::: RECORD SET :::

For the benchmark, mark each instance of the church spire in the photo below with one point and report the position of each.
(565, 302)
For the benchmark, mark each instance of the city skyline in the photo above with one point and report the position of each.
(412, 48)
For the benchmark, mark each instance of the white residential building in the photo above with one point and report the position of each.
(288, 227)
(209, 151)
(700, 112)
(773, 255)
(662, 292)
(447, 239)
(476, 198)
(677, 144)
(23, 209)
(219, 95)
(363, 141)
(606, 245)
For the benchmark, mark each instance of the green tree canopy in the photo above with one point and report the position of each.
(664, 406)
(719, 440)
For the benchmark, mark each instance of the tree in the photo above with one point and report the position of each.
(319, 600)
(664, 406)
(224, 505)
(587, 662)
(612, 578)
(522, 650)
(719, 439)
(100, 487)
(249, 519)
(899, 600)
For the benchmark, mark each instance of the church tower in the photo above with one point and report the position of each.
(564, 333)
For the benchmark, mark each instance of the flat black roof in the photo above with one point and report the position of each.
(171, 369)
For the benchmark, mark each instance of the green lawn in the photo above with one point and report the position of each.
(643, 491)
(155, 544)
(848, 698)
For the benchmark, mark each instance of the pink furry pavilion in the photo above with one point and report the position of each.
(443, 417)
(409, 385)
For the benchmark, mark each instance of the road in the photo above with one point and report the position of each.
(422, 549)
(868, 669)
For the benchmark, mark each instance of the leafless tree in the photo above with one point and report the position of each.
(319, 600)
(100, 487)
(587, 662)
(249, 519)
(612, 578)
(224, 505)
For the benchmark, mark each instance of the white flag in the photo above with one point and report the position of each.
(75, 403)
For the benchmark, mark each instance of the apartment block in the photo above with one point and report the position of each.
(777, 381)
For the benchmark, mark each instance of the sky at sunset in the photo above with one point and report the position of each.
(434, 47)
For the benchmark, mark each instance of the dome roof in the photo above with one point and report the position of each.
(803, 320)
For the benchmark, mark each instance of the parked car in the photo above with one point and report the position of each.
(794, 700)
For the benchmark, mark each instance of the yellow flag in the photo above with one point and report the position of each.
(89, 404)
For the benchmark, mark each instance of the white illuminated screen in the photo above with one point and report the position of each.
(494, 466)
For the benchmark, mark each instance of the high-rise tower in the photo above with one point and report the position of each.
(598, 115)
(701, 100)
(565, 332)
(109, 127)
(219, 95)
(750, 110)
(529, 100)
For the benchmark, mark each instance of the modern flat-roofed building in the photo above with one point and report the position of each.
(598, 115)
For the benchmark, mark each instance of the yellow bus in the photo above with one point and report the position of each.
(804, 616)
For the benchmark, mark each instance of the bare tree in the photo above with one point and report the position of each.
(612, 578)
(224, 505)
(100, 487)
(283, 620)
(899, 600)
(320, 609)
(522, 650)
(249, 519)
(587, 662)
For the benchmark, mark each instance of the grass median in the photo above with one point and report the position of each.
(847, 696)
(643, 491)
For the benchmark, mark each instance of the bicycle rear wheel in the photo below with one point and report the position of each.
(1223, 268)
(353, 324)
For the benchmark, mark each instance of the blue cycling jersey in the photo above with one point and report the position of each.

:::

■ **SHORT TASK**:
Your task is to print the whole listing again exactly.

■ **ANSWER FOR THIS EXERCISE**:
For the benchmark, mark each instance of the church spire in the photo below with one point and report the position of each.
(565, 302)
For the benchmark, mark each instance of the city skyline in the photo above with one point and report the position of each.
(412, 48)
For the benchmark, mark each instance of the white residential building in the photo above with one point and report the position of each.
(288, 227)
(209, 151)
(700, 112)
(773, 255)
(662, 292)
(447, 239)
(476, 198)
(677, 144)
(23, 209)
(219, 95)
(363, 141)
(606, 245)
For the benchmark, mark each instance of the green tree canopy in the photo above with one point and report the position of each.
(664, 406)
(719, 440)
For the benchmark, mark each instance of the tree in the photo above with one point and report the position of each.
(319, 600)
(664, 406)
(224, 505)
(587, 662)
(612, 578)
(522, 650)
(719, 439)
(100, 487)
(249, 519)
(899, 600)
For the benchmark, mark each instance of the church tower in the photo above with one point and report the position of each.
(564, 333)
For the benchmark, mark each instance of the flat black roof in the photo above with one point and report the position of each.
(171, 369)
For the benchmark, mark each instance of the green lawn in the photo above with one point and report the position of each.
(643, 491)
(155, 544)
(848, 698)
For the benchmark, mark each instance of the pink furry pavilion in the photo above with one point and report the position of each.
(443, 417)
(409, 385)
For the benchmark, mark each instance of the road in the photo above with one point and report the position of each.
(422, 549)
(868, 669)
For the benchmark, mark each instance of the leafless tree in the photo above with one point and report the position of each.
(319, 600)
(100, 487)
(587, 662)
(249, 519)
(612, 578)
(224, 505)
For the benchmark, mark each instance of the white flag in the photo above with one point and report the position of each.
(75, 403)
For the benchmark, mark each instance of the apartment block in the photo above with one point and report the position of each.
(777, 381)
For the benchmark, mark each instance of the sky at sunset in the photo above with one point and report the position of each.
(434, 47)
For the benchmark, mark each instance of the dome roof in the photo above with one point and report the position of each.
(803, 320)
For the benchmark, mark each instance of the parked car in the photo above with one point and report the position of each.
(794, 700)
For the benchmark, mark each instance of the yellow flag in the photo above with one point and report the position of each.
(89, 404)
For the benchmark, mark each instance of the white illuminated screen in the photo above with one point and report the position of each.
(494, 466)
For the benchmark, mark each instance of the high-rise tower in the photo above with one point and report the position of each.
(598, 115)
(701, 100)
(565, 332)
(109, 127)
(219, 95)
(750, 110)
(529, 100)
For the benchmark, mark each instance of the modern flat-roofed building in the photo above with one point and report the position of each.
(598, 115)
For the benchmark, mark each instance of the yellow bus in the photo above with one point and report the position of each.
(804, 616)
For the benchmark, mark each instance of the bare tree in the photo above with one point and report the position of each.
(612, 578)
(224, 505)
(100, 487)
(283, 620)
(899, 600)
(320, 609)
(522, 650)
(249, 519)
(587, 662)
For the benchmark, mark each instance of the grass median in the photo above with one point and report the position of each.
(847, 696)
(643, 491)
For the benchmark, mark each instance of the bicycle rear wheel in the photo below with one point and report the position of each.
(1223, 268)
(353, 324)
For the benchmark, mark each instance of the blue cycling jersey in the photo above with one point and report the position of each.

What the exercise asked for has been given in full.